▶ **What to do**:
What is needed is an exact copy of the lines from the one containing "Where can the rear" through the last line of the entries below, both included.

Extracted entries section start

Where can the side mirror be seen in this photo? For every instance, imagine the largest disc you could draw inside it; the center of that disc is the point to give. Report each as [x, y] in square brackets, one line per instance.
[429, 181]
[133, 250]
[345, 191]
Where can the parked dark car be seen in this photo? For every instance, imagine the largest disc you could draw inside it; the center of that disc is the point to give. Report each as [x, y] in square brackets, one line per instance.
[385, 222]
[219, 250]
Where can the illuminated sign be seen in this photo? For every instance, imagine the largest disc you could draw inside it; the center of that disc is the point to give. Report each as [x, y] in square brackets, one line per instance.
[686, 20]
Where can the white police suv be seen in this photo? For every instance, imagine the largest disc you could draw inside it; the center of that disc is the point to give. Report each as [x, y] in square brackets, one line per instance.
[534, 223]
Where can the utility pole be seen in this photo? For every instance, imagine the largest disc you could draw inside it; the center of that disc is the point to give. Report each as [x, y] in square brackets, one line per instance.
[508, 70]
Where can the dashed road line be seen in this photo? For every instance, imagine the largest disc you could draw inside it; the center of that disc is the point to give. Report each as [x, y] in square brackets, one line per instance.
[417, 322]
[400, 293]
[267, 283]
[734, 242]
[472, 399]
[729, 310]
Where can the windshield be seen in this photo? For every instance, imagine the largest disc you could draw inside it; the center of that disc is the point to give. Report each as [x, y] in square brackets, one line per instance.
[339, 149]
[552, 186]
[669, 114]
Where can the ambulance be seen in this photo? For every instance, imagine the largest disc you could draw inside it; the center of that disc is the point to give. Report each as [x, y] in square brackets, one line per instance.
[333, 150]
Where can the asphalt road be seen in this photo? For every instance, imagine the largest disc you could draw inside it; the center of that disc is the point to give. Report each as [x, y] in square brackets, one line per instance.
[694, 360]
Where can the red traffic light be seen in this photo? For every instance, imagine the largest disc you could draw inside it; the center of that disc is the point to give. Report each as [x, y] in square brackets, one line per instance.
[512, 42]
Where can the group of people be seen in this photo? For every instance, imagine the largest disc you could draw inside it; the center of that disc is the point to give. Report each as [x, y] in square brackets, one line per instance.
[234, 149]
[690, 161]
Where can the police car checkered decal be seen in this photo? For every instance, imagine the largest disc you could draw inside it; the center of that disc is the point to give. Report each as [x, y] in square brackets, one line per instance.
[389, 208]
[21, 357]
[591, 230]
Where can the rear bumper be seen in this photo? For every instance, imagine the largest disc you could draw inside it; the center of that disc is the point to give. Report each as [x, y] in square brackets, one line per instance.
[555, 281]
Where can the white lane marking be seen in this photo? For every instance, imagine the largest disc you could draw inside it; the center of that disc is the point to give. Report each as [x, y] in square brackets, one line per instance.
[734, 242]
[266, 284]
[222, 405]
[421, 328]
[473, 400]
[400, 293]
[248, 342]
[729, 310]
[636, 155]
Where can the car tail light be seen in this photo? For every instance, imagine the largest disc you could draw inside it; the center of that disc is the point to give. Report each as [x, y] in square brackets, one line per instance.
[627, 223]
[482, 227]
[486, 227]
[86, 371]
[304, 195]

Extracted entries section end

▶ **Task answer**:
Where can the rear bumper be seen in this photo? For every instance, imagine the largest disc you could draw inside it; the center of that disc is the point to give. Report each as [x, y] in square brackets, one line per instance.
[555, 281]
Where can the white lane marking be seen in this photo? For every instance, imagine the largest disc you could draw inside it; the center of that disc is the point to give. Report each as [x, y] in square brackets, one line per instance.
[734, 242]
[266, 284]
[222, 405]
[421, 328]
[473, 400]
[400, 293]
[248, 342]
[729, 310]
[636, 155]
Where can the car tail light be seen in this photo? For every instance, imagine the largest disc you could draw inside it; the center of that disc is the point to give. Report each as [x, y] in square brackets, one line per instance.
[627, 223]
[482, 227]
[486, 227]
[86, 371]
[304, 195]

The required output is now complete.